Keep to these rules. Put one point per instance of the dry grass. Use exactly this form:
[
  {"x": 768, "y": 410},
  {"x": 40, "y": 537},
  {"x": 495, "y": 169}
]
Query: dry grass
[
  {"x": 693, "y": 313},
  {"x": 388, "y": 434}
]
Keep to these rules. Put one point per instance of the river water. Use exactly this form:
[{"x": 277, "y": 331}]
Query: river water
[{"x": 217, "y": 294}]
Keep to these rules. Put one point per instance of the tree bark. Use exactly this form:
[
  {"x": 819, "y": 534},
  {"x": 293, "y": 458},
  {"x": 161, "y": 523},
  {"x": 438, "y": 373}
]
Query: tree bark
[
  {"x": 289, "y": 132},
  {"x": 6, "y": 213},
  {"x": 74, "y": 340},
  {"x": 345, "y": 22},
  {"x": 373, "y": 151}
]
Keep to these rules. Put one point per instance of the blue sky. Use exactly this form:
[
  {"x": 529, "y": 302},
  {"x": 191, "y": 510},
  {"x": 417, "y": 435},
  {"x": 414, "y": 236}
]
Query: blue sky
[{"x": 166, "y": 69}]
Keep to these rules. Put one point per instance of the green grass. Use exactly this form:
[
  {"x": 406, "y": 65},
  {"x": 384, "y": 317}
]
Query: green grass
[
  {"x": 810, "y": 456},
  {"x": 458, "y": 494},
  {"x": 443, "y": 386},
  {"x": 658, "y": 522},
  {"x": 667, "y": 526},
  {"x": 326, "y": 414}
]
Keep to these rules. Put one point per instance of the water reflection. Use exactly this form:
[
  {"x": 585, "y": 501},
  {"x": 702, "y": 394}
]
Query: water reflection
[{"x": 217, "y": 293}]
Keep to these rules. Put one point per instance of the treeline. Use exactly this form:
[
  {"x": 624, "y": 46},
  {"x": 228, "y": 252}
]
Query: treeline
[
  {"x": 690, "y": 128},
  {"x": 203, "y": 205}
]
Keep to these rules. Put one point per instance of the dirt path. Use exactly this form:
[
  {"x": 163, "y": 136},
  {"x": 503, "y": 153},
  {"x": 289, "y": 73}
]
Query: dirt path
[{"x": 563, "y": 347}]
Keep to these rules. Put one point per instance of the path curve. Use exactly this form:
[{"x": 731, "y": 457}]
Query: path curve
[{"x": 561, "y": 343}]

Your objective: Extract the complete data, matching each line exactly.

Exercise answer:
Keep to these rules. Put one point per instance of the dry grass. Use exactly this form:
[
  {"x": 768, "y": 410},
  {"x": 40, "y": 537},
  {"x": 495, "y": 169}
]
Query: dry grass
[
  {"x": 693, "y": 313},
  {"x": 388, "y": 434}
]
Keep to these rules. Put one point per instance of the river water. Use exactly this form:
[{"x": 277, "y": 331}]
Query: river water
[{"x": 217, "y": 294}]
Keep to these rules. Put one point per instance of the tree bark. Use exactly this form:
[
  {"x": 819, "y": 534},
  {"x": 293, "y": 458},
  {"x": 161, "y": 523},
  {"x": 438, "y": 373}
]
Query: tree bark
[
  {"x": 289, "y": 132},
  {"x": 6, "y": 213},
  {"x": 74, "y": 340},
  {"x": 345, "y": 22},
  {"x": 373, "y": 151}
]
Keep to these rules. Put one point per instance of the blue sky. Use exactly this form:
[
  {"x": 529, "y": 302},
  {"x": 191, "y": 510},
  {"x": 417, "y": 435},
  {"x": 414, "y": 236}
]
Query: blue sky
[{"x": 166, "y": 69}]
Keep to these rules. Put one point per instance of the green grass. Use exactly this form:
[
  {"x": 406, "y": 65},
  {"x": 384, "y": 317}
]
Query: green grass
[
  {"x": 810, "y": 456},
  {"x": 458, "y": 494},
  {"x": 443, "y": 386},
  {"x": 658, "y": 522},
  {"x": 667, "y": 526},
  {"x": 326, "y": 414}
]
Keep to these rules. Put one point per instance of the water reflection. Use exactly this form:
[
  {"x": 585, "y": 501},
  {"x": 702, "y": 394}
]
Query: water reflection
[{"x": 217, "y": 293}]
Keep to these rules. Put one point per instance of the treeline. Use exactly this form:
[
  {"x": 624, "y": 46},
  {"x": 228, "y": 252}
]
Query: treeline
[
  {"x": 690, "y": 128},
  {"x": 203, "y": 205}
]
Keep to these rules. Put one point per instance of the dirt path. Use exactly this form:
[
  {"x": 163, "y": 136},
  {"x": 503, "y": 153},
  {"x": 289, "y": 73}
]
Query: dirt path
[{"x": 563, "y": 347}]
Keep to these rules. Put one point per instance of the path curve. Use exactly this form:
[{"x": 731, "y": 457}]
Query: path curve
[{"x": 561, "y": 343}]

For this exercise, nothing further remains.